Mardi 02 Septembre 2014

La lune éclaire le monde d’une autre lumière, elle nous révèle d’autres apparences, d’autres ombres et d’autres reflets. D’autres interprétations possibles du réel.  Claude François, le réalisateur de cet alphabet désordonné, la convoque dès la première image, évoquant la plume de Pierrot et le pouvoir des mots, au clair de lune.  Les mots et les images, le sens des mots sur les images, les mots comme images, les images assemblées en énigmes qui génèrent d’autres images dont on perd le sens et qui pourtant portent leur propre sens…  Il n’est pas besoin d’être un artiste pour être surréaliste, dit Jean Wallenborn (physicien et poète), le surréalisme est une éthique, une manière d’être qui remet en cause la société et la pensée commune. Et la lune nous rappelle éclairant la lettre D, qu’il nous faut garder la distance, toujours pour regarder le monde.

 

L’activité surréaliste en Belgique a commencé indépendamment du mouvement d’André Breton et sera prolifique et singulière. Les groupes se formeront autour de l’amitié, peintres, musiciens, poètes et autres penseurs perturbateurs du sens commun. Paul Nougé, Marcel Mariën, Camille Goemans, Marcel Leconte, André Souris, René Magritte, Achille Chavée, Fernand Dumont, Armand Simon, Louis Scutenaire, Paul Colinet, Robert Willems, Roger Van de Wouwer, Tom Gutt, Raoul Ubac…et plus près de nous (car l’activité surréaliste en Belgique n’a jamais cessé), André Stas (collagiste, spécialiste des fous littéraires et pataphysicien), Xavier Canonne (écrivain, peintre, collagiste, éditeur, directeur du Musée de la Photographie à Charleroi, commissaire de la toute récente exposition Abécédaire du Surréalisme au Centre Wallonie-Bruxelles à Paris, Février-Avril 2014), Jacques Lacomblez (peintre, poète, éditeur)… Des noms, des personnalités, les portraits se succèdent dans ce passionnant désordre, hommes en costume qui ont souvent l’air sérieux, si sérieux, comme Scutenaire et Colinet, assis face à face dans une baignoire. Point besoin non plus d’être un homme pour être surréaliste. Les œuvres de Rachel Baes, Jane Graverol, Irène Hamoir, Claudine Jamagne… peintres, écrivaines, viennent accroître la diversité du mouvement.

### Consignes
1. Les affirmations suivantes sont-elles conformes au texte sur le surréalisme belge ? Pour chacune, répondez par oui ou par non et citez les mots du texte qui permettent de trancher.
(a) L’activité surréaliste en Belgique est issue du mouvement d’André Breton.
(b) Jean Wallenborn est présenté comme physicien et poète.
(c) D’après le texte, l’activité surréaliste en Belgique a pris fin.
2. Prolongez le texte sur le surréalisme belge à partir de sa dernière phrase, en un paragraphe.

### Document source
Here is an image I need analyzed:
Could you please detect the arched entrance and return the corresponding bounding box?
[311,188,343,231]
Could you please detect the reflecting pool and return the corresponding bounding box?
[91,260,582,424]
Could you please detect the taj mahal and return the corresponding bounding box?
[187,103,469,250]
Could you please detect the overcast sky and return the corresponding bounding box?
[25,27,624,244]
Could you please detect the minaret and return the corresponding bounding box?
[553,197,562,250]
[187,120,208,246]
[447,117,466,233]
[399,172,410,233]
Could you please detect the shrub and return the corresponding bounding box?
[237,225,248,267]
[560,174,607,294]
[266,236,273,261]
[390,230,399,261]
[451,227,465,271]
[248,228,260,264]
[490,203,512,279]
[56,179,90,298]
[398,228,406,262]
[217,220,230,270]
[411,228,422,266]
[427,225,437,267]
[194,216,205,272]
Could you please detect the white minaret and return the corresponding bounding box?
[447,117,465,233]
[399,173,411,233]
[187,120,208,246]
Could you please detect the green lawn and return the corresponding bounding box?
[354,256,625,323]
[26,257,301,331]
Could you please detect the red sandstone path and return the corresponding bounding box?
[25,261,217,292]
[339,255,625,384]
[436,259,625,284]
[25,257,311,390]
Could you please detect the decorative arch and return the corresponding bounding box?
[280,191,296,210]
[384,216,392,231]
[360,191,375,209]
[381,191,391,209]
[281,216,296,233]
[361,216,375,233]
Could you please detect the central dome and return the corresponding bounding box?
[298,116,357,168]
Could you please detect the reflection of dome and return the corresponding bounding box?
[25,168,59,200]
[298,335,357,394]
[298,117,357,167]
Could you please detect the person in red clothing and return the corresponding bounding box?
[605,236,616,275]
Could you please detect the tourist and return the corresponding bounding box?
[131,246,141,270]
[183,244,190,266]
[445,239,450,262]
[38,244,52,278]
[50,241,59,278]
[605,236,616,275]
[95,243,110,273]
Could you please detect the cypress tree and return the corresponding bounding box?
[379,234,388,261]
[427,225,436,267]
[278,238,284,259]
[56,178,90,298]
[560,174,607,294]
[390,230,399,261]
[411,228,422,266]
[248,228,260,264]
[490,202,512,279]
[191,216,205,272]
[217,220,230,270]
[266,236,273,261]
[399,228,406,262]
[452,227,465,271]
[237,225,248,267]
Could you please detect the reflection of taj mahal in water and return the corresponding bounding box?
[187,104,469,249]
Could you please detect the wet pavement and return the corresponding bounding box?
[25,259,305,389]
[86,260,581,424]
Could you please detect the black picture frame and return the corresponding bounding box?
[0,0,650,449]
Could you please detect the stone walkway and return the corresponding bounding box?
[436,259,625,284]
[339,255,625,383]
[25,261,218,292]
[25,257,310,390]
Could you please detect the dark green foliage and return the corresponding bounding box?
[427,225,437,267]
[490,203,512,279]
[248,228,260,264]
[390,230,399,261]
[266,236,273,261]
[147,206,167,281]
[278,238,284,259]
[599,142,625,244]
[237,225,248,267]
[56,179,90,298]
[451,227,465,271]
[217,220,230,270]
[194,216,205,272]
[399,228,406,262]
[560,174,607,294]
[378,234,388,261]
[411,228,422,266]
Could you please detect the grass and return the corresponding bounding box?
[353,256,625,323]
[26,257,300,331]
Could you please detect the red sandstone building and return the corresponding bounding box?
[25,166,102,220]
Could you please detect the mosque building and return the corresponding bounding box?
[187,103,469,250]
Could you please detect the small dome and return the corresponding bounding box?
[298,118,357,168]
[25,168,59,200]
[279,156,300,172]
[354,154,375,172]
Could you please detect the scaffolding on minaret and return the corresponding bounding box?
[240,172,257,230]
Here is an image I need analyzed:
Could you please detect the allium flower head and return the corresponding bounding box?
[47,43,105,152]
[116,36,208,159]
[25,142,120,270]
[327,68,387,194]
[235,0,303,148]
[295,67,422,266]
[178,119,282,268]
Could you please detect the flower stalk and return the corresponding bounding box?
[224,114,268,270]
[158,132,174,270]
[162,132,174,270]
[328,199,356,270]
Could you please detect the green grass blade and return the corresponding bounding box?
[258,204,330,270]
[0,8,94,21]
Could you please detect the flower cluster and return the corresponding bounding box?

### Corrigé des exercices
1.
(a) Non : « L’activité surréaliste en Belgique a commencé indépendamment du mouvement d’André Breton ».
(b) Oui : « Jean Wallenborn (physicien et poète) ».
(c) Non : « l’activité surréaliste en Belgique n’a jamais cessé ».

2.
Et c’est comme un engagement politique, révolutionnaire, on peut être exclu du groupe si l’on déroge à l’éthique. André Souris, musicien dont Xavier Canonne dit qu’il est le musicien du surréalisme, en sera exclu pour avoir dirigé une messe. Marcel Leconte sera écarté de la revue Correspondance car trop préoccupé de littérature (il sera cependant souvent représenté par Magritte sur ses toiles). Question politique, dans ces années- là, celles précédant la deuxième guerre, l’engagement se tourne entre autre vers le communisme et l’anarchisme. Achille Chavée et ceux du groupe Rupture, du Hainaut, seront des communistes purs et durs. Fernand Dumont, membre du groupe, mourra dans un camp de concentration en 1945. Mais il n’est pas non plus exigé d’être engagé politiquement pour être surréaliste.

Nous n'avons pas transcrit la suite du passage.